**GIVEN REQUEST:** Copy out all the lines exactly. Omit pictures.

═══ DATA ENTRIES

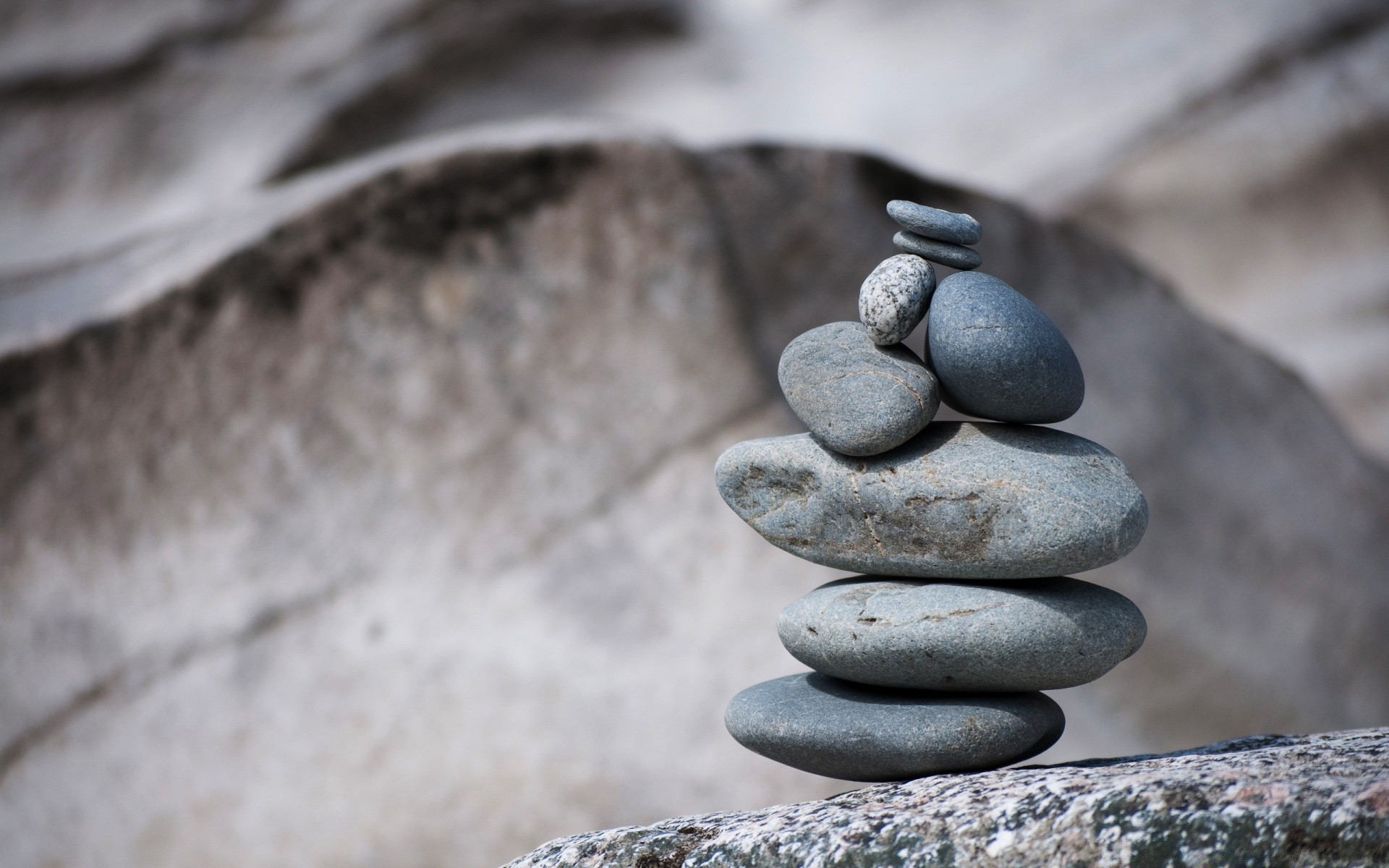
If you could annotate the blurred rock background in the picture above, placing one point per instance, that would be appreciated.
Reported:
(193, 475)
(1236, 148)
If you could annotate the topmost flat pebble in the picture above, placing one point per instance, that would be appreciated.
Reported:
(935, 224)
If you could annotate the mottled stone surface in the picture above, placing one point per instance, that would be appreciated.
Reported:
(960, 501)
(999, 356)
(955, 256)
(1040, 635)
(893, 299)
(1266, 800)
(857, 732)
(575, 330)
(854, 396)
(935, 223)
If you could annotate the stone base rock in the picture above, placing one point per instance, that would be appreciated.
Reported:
(1266, 800)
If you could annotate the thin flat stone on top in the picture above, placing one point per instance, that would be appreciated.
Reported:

══════

**THE OUTPUT:**
If you could annotate the blurred rock background in the picture above, placing one point per instance, that would be appreciated.
Reported:
(193, 475)
(1236, 148)
If you could annotate the topmost flat pebble in the picture above, placing one point per instance, that would be appreciated.
Reported:
(935, 224)
If you could annotate the mottled stone surface in the picture above, placing one point per instance, that would be appreciated.
Reported:
(960, 501)
(999, 356)
(955, 256)
(1040, 635)
(893, 299)
(1266, 800)
(857, 732)
(575, 330)
(854, 396)
(935, 223)
If you could annotate the stone base rock in the picture above, placing one point per instance, that would be appreciated.
Reported:
(1266, 800)
If you could annotate the thin flat stone on top in the picture above, placing one point per instance, that would be appreciated.
Reported:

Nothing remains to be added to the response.